**PROMPT:**
Copy the items again, starting at the line that contains "of the playground" and ending with the last item, but swap every "Note to the class" for "Note to the group" and leave everything else as it is.

**** DATA FOR PROCESSING

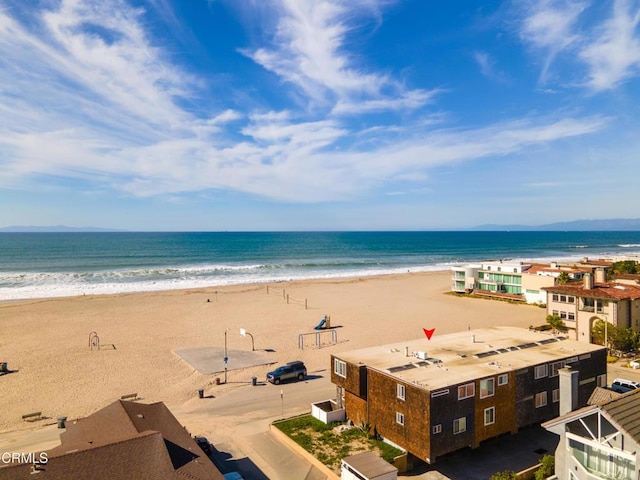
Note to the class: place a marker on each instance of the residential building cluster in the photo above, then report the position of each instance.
(434, 397)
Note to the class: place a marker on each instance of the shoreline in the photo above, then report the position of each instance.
(45, 341)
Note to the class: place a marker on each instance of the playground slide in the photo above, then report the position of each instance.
(320, 326)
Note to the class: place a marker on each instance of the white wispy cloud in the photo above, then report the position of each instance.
(607, 48)
(87, 95)
(550, 26)
(614, 54)
(487, 66)
(309, 51)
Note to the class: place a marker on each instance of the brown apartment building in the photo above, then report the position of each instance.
(457, 390)
(580, 304)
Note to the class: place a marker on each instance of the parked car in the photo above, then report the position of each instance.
(291, 371)
(204, 444)
(621, 385)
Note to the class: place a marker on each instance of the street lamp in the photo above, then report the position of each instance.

********

**FULL RESPONSE:**
Note to the group: place a marker on each instance of the playground slide in the photo above, then report the position of each instance.
(320, 326)
Note to the group: place a marker on each instance of the white wispy cloud in the photo above, then report the position of each instance.
(607, 48)
(87, 95)
(550, 26)
(614, 54)
(487, 66)
(309, 51)
Note to the group: place a marker on each instance of the brown apartment building in the photo above, then report the position of each instance.
(457, 390)
(580, 304)
Note to the group: place a marker on each instance of the parked car in the photo above, then report the position of each instance.
(291, 371)
(204, 444)
(621, 385)
Note to the group: place a marker on each instance of the street lamp in the photo above, then report the position of each instance.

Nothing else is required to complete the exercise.